DIRECTIONS: Can you reproduce every row below word for word, with nothing changed or left out?
• • •
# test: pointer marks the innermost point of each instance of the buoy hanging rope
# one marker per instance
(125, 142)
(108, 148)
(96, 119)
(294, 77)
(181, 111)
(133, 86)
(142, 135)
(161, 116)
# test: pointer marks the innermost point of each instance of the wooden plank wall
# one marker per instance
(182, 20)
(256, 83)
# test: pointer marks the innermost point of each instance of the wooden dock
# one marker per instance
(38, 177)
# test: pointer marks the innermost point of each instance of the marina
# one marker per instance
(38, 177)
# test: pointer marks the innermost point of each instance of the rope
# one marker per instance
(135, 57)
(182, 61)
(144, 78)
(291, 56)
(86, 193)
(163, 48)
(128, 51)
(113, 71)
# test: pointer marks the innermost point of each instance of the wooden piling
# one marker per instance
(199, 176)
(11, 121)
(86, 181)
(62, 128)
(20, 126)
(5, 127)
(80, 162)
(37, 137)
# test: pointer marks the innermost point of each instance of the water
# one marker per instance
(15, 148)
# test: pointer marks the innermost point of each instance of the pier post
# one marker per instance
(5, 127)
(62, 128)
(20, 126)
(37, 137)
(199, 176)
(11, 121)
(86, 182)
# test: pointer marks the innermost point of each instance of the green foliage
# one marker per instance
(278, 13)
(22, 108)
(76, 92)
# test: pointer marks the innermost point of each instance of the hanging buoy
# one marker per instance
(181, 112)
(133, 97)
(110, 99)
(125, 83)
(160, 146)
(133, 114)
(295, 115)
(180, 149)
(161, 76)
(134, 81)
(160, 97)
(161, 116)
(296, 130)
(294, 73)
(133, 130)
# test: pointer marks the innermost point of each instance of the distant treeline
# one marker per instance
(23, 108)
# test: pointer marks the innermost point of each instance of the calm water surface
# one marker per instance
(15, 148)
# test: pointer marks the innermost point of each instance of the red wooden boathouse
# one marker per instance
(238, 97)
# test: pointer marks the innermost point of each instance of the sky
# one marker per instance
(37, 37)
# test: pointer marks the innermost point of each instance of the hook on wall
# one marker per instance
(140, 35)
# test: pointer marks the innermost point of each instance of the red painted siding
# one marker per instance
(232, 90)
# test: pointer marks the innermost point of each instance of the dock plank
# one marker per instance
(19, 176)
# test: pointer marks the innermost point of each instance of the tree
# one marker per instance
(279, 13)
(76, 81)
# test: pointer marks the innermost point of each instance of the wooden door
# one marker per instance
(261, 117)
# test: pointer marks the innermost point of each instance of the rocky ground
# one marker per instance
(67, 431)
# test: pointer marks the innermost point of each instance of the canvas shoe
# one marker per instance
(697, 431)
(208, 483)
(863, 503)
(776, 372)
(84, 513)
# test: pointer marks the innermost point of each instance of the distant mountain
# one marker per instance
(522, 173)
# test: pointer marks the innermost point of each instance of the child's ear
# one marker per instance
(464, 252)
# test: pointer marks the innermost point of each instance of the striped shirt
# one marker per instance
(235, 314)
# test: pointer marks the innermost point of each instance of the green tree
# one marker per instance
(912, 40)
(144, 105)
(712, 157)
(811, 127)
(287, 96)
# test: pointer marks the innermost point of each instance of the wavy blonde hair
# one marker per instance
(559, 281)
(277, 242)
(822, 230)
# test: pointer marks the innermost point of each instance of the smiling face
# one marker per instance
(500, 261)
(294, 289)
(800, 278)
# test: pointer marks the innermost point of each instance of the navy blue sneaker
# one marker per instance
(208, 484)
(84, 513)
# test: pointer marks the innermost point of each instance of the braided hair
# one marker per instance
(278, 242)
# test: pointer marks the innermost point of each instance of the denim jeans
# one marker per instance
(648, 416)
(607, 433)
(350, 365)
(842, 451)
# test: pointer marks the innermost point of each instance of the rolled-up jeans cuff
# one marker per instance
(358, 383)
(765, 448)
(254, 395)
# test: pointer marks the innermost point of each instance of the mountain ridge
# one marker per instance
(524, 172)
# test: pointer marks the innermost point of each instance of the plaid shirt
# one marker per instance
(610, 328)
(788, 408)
• • •
EXERCISE RESPONSE:
# test: pointer marks the innermost point of each instance of the buoy hanging rope
# one marker per instance
(125, 142)
(108, 148)
(96, 119)
(294, 77)
(181, 111)
(133, 86)
(142, 135)
(161, 116)
# test: pointer marks the innermost point of each instance of the wooden plank wall
# one marker per instance
(182, 20)
(256, 83)
# test: pointer marks the innermost point of each instance of the wooden dock
# one marker per instance
(38, 177)
# test: pointer marks the innermost point of each instance of the marina
# one marker per instance
(38, 177)
# test: pointer marks the innermost point of each instance of the rope
# one marker per instance
(135, 57)
(182, 61)
(144, 78)
(291, 56)
(86, 193)
(163, 48)
(128, 51)
(113, 71)
# test: pointer marks the innermost point of each instance of the wooden piling
# one marker per instance
(199, 176)
(11, 121)
(86, 181)
(62, 128)
(20, 126)
(5, 127)
(80, 162)
(37, 137)
# test: pointer marks the innermost point of each instance of the water
# one marker per instance
(15, 148)
# test: pointer marks the innermost point of each instance of the pier post
# one marker per instance
(5, 127)
(62, 128)
(20, 126)
(37, 137)
(199, 176)
(11, 121)
(86, 182)
# test: pointer marks the innermost point of each instance of the green foliage
# one marker per instance
(278, 13)
(22, 108)
(76, 92)
# test: pointer marks the innermost point of each instance of the hanging buoy
# one marker per instance
(181, 112)
(133, 97)
(110, 99)
(125, 83)
(160, 146)
(133, 114)
(295, 115)
(180, 149)
(161, 76)
(134, 81)
(160, 97)
(161, 116)
(296, 130)
(294, 73)
(133, 130)
# test: pointer marks the innermost point of each instance of the distant treeline
# one marker per instance
(23, 108)
# test: pointer marks the innermost point of each instance of the calm water surface
# one marker per instance
(15, 148)
# test: pointer marks the innermost point of each instance of the red wooden boathouse
# one marker per instance
(238, 97)
# test: pointer marks the innermost point of each instance of the sky
# one marker per instance
(37, 37)
# test: pointer marks the innermost point of each instance of the hook on wall
# one marker per instance
(140, 35)
# test: pointer marks the innermost point of each instance of the red painted siding
# one marker per instance
(232, 90)
# test: pointer marks the innermost point of each instance of the dock plank
# one marker per instance
(19, 176)
# test: pointer marks the innermost point of each instance of the tree
# one marker per instance
(279, 13)
(76, 81)
# test: pointer marks the innermost point of each instance of the wooden door
# one marker per instance
(261, 117)
# test: pointer marks the innermost point of each instance of the rocky ground
# one marker per instance
(67, 431)
# test: pointer marks the innermost point of each instance of the canvas shoe
# one marker per instance
(697, 431)
(208, 483)
(863, 503)
(776, 372)
(84, 513)
# test: pointer marks the innermost point of each instance of the distant mountain
# one marker per instance
(522, 173)
# test: pointer marks the innermost point of each instance of the child's ear
# one marker per instance
(464, 252)
# test: pointer marks the innermost point of each instance of the striped shirt
# one marker per instance
(235, 314)
# test: pointer marks the innermost point of each instance of the green tree
# one marker per instance
(912, 40)
(144, 105)
(712, 157)
(811, 127)
(287, 96)
# test: pointer marks the innermost point of each instance of the wavy blonde hair
# one marker per instance
(559, 281)
(277, 242)
(822, 230)
# test: pointer marks the innermost point of each instance of the smiling face
# one marker per instance
(500, 261)
(294, 289)
(800, 278)
# test: pointer marks the innermost point of each instance of the navy blue sneaker
# one marker per instance
(208, 484)
(84, 513)
# test: pointer marks the innermost point of each instance of the braided hair
# one marker per instance
(278, 242)
# test: pointer marks the innermost point of each instance of the denim jeans
# one marker per instance
(648, 416)
(607, 433)
(350, 365)
(842, 451)
# test: pointer marks the innermost point of each instance of the rolled-up jeans cuff
# one marker per instance
(358, 383)
(765, 448)
(254, 395)
# test: pointer marks the innermost point of each instance of the mountain ridge
# one marker per instance
(524, 172)
# test: pointer marks the innermost point of each instance of the plaid shirt
# one marker per instance
(610, 328)
(788, 408)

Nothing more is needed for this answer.